▶ _Problem requirements_:
Word for word, repeat all of the entries.

▶ _Task material_:
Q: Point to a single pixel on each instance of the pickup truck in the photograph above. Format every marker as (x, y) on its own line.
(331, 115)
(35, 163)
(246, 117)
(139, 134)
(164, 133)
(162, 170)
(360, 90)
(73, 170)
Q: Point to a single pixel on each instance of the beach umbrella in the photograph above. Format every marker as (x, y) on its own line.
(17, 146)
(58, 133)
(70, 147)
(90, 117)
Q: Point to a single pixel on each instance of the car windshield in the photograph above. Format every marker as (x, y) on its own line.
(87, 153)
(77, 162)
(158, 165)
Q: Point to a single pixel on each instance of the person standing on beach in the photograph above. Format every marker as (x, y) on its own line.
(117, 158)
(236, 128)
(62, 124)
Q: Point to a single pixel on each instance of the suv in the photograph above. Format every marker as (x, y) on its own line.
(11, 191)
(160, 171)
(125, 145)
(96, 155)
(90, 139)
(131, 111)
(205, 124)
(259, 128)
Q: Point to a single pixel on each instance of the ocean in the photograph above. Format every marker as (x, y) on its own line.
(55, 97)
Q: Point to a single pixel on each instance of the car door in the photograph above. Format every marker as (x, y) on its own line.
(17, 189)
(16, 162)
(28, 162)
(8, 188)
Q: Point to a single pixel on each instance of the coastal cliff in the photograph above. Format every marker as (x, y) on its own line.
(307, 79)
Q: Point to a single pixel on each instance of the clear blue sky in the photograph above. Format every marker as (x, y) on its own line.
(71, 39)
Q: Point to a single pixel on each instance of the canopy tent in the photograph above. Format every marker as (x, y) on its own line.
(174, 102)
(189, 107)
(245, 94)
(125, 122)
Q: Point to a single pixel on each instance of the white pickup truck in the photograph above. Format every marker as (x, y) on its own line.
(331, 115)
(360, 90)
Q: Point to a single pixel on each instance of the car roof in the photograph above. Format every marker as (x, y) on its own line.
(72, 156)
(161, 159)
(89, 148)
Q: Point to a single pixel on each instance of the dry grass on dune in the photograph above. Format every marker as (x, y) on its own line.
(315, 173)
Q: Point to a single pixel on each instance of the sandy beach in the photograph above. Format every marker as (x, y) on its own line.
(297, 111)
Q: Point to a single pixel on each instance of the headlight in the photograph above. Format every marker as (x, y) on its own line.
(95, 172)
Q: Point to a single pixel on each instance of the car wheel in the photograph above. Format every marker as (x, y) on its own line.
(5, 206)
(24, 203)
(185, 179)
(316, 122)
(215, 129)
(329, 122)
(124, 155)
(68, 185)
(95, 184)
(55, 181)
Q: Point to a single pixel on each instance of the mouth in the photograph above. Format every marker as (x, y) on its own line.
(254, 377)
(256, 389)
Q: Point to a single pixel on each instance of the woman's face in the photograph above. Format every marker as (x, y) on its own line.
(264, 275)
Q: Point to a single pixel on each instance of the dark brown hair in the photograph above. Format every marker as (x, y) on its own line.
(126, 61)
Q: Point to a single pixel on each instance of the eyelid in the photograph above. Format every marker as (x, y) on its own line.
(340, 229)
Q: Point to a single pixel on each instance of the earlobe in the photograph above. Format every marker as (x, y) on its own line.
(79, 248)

▶ _Expected output_:
Q: Point to a single pixel on each instance of the pickup truck in the photograph above. Format every marker as (x, y) on its own line.
(331, 115)
(35, 163)
(246, 117)
(139, 134)
(164, 133)
(162, 170)
(360, 90)
(73, 170)
Q: Point to a single pixel on each instance of the beach umbrella in the photograph above. Format every marker as (x, y) on its own line.
(17, 146)
(58, 133)
(70, 147)
(90, 117)
Q: Point to a single pixel on each instance of the car windshield in the photograph above. Format every marker as (x, y) on its own line.
(87, 153)
(77, 162)
(158, 165)
Q: Point to a single pixel on each instance of the person standing on beach in the photograph above. Format every marker as (x, y) on its own line.
(117, 158)
(236, 128)
(62, 124)
Q: Point to a single pixel on each instance of the suv in the photograph above. Format every marker as (x, y) on its own line.
(11, 191)
(160, 171)
(125, 145)
(96, 155)
(90, 139)
(131, 111)
(205, 124)
(259, 128)
Q: Point to a single pixel on each instance of the ocean in the photograph above. Format every marker as (x, y) on its own line.
(55, 97)
Q: Point to a single pixel on each instance of the car door in the photograph above. Format every marker as (x, y) on its own line.
(17, 189)
(16, 162)
(28, 162)
(8, 188)
Q: Point to a single pixel on each instance of the coastal cliff in the photograph above. Format every marker as (x, y) on its own line.
(307, 79)
Q: Point to a single pixel on each instance of the clear blue sky in the photograph above. Format every marker as (x, y) on its own line.
(71, 39)
Q: Point to a single pixel on each instance of the canopy tent in the photograph above. Format every marker as (x, y) on its own line.
(174, 102)
(189, 107)
(245, 94)
(125, 122)
Q: Point to a single pixel on each instance of the white pickup truck in the photograph above. Format every marker as (x, y) on its own line.
(331, 115)
(360, 90)
Q: Point to a single pixel on each instance of the car roof in the photograph above. Format every marker as (x, y) on its own line.
(72, 156)
(161, 159)
(89, 148)
Q: Point to a single pixel on each instance of the dry grass on dune in the photograph above. Format every marker as (x, y) on its own line.
(315, 173)
Q: Point to a single pixel on each instance of the sandy beach in the photograph above. Format every marker as (x, y) on its own line.
(297, 111)
Q: Point to a single pixel on each instance of the headlight in the photograph above. Format every marker as (x, y) on its own line.
(95, 172)
Q: Point to a single pixel on each instance of the car wheel in the photograph above. Format every marker as (x, y) on its own line.
(5, 206)
(24, 203)
(185, 179)
(316, 122)
(215, 129)
(329, 122)
(124, 155)
(68, 185)
(95, 184)
(55, 181)
Q: Point to a single pixel on each instance of the mouth in the photograph above. Format every marker as (x, y) on its own line.
(254, 377)
(256, 389)
Q: Point to a single pixel on each instance of the woman's face in the photograph above. Format every marker as (x, y) on its own line.
(264, 275)
Q: Point to a single pixel on each instance of the dark brown hair in the photograph above. Format every marker as (x, y) on its own line.
(126, 61)
Q: Point to a single pixel on each instance of the eyelid in the photograph above. Format every marker as (x, y) on its own line.
(340, 229)
Q: Point to a single pixel on each instance of the earlobe in the photograph above. Format every marker as (x, y) on its own line.
(79, 248)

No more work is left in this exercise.